Supplied passage:
"""

Since we aren't going to be able to start building until spring, I have time to go down every untraveled road and look at inventive approaches to building.  So, here goes.

I understand that wood cook stoves built before 1940 don't have to meet EPA standards.  I have access to two KILLER stoves in great condition.  How efficient would they be as a main heat source?  We will have a code-approved full house heating system too, either electric or propane. 

FYI, The wood stove is located right next to the kitchen on the plans, in the very center of the house.  A natural!

cordwood

 By cook stove are meaning the smaller ones with the lift out lids or the full blown upright stove with oven?
I would love to have a huge porcelin cook stove buy have yet to find one I could afford. but they don't heat well.
But the general rule of thumb is that the older stoves put out heat but use more wood to get you the heat and they have to be tended to durring the night if you want heat at 3am. ( On real cold nights I tend our stove usually 2-3 times a night. :-[
I cut it three times and it's still too short.


glenn kangiser

We have a wood section on the side of our Wedgewood-- rest is propane 1935.  It was only for heating the right two positions .  It took relatively small wood.  We have a completely wood one at the other house -- in the garage not hooked up..

"""

Information supplied:

"""

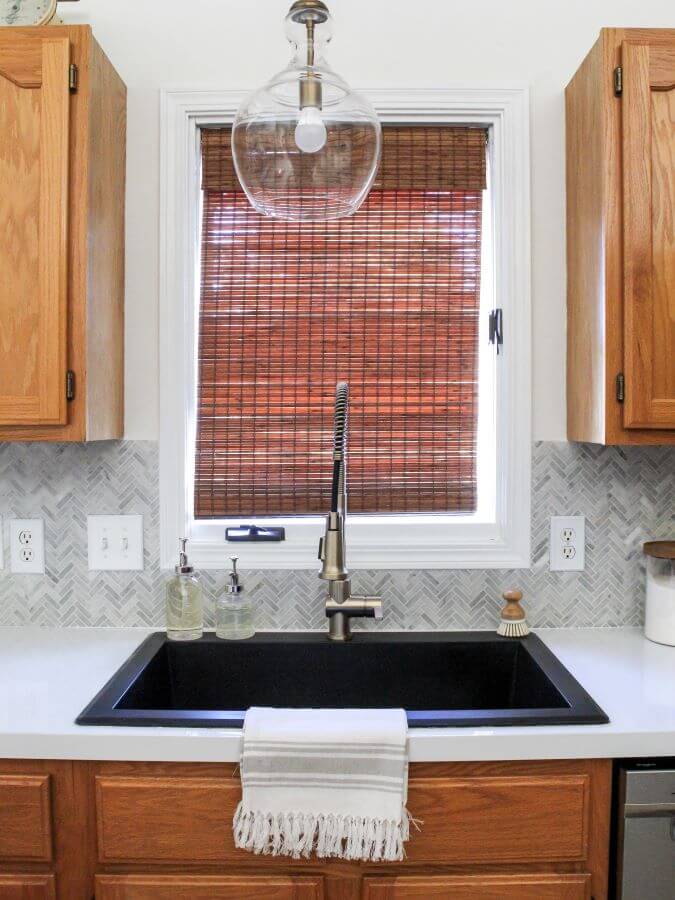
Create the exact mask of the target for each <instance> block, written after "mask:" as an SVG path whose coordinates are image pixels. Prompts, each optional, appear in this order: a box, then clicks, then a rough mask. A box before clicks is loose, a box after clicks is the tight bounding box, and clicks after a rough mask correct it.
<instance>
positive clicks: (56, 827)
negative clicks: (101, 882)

"""

Assigned task: In the cook stove thread, how many times a night does the first reply say its writer usually tends the stove on really cold nights? Rely solely on the cook stove thread.

Response to the task: Usually two to three times a night.